### WHAT THE TASK REQUIRES
Please reproduce the passage of the energy expenditure abstract below between "3. Diet-induced thermogenesis, calculated" and "the energy intake.", inclusive.

1. Twenty-four hour energy expenditure and its components, i.e. ‘basal metabolic rate', activity energy expenditure and diet-induced thermogenesis were measured, using continuous whole-body indirect calorimetry, in patients receiving total parenteral nutrition while in remission from Crohn's disease (weight 51.9 ± 9.9 kg, body mass index 19.2 ± 2.0 kg/m2).
2. Total parenteral nutrition was infused continuously over 24 h in four subjects and cyclically, between 22.00 and 10.00 hours, in eight subjects. Twenty-four hour energy expenditure (6.83 ± 1.10 MJ/24 h) was lower than total energy intake (10.09 ± 1.63 MJ/24 h), resulting in a positive energy balance (3.26 ± 1.42 MJ) in all subjects. Repeated measurements of resting energy expenditure in the continuously fed subjects (5.82 ± 1.11 MJ/24 h) did not change significantly at different times of day (coefficient of variation 2.2–6.6%). In contrast, in cyclically fed subjects, resting energy expenditure was 24.2 ± 9.0% higher towards the end of the 12 h feeding period than the ‘basal metabolic rate', which was measured just before the start of the feeding period.
3. Diet-induced thermogenesis, calculated as the increment in resting energy expenditure above ‘basal metabolic rate’ over the 24 h period (adjusted for the reduction in energy expenditure during sleep), was found to be 0.60 ± 0.29 MJ or 6.1 ± 3.1% of the energy intake.
4. The energy cost of activity (activity energy expenditure) in the continuously fed patients, calculated as the difference between 24 h energy expenditure and the integrated 24 h measurements of resting energy expenditure, was 0.88 ± 0.53 MJ, i.e. 12.9 ± 5.9% of the 24 h energy expenditure.
5. The non-protein nonglycerol respiratory quotient exceeded 1.0 for varying periods of time (0.5–17 h) in 11 subjects, indicating net lipogenesis from carbohydrate.
6. The results demonstrate favourable rates of deposition, during intravenous feeding, of both energy and nitrogen over a 24 h period in patients recovering from an episode of Crohn's disease. The efficacy of these commonly used total parenteral nutrition regimens in these patients is related to three features that are absent in normal healthy individuals, namely a low basal metabolic rate, a low activity-related energy expenditure and prolonged periods of lipogenesis from carbohydrate.

### PROVIDED RECORDS
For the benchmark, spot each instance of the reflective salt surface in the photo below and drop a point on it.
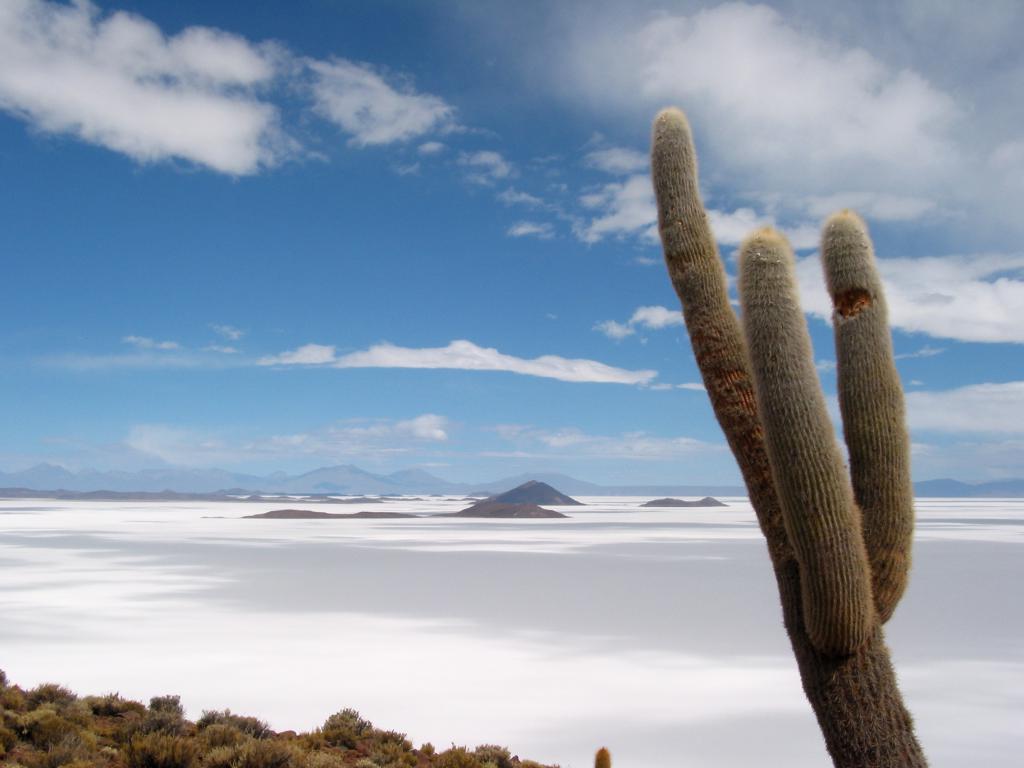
==
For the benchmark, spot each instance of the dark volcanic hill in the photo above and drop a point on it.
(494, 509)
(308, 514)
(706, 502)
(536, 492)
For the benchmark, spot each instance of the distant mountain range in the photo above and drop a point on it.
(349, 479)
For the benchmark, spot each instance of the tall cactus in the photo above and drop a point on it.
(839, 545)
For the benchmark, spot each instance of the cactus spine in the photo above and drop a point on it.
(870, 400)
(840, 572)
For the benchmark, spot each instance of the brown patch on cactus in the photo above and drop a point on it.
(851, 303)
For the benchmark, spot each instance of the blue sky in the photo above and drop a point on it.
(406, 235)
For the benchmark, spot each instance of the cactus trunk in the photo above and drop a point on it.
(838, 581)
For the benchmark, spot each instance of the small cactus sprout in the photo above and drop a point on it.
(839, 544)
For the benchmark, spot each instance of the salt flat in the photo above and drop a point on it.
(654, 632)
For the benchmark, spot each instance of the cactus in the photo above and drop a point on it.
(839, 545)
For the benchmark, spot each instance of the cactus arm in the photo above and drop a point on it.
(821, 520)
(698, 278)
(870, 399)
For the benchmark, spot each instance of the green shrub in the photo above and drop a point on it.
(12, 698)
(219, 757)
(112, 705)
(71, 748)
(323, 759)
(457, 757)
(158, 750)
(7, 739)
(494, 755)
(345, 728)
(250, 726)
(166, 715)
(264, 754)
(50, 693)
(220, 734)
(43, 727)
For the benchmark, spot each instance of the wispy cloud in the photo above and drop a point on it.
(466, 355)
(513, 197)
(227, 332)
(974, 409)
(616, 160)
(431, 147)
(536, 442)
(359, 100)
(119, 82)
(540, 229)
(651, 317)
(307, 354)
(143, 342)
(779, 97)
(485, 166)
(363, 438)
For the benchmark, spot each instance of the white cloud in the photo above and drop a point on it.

### SOLUTION FOR THIS TASK
3. Diet-induced thermogenesis, calculated as the increment in resting energy expenditure above ‘basal metabolic rate’ over the 24 h period (adjusted for the reduction in energy expenditure during sleep), was found to be 0.60 ± 0.29 MJ or 6.1 ± 3.1% of the energy intake.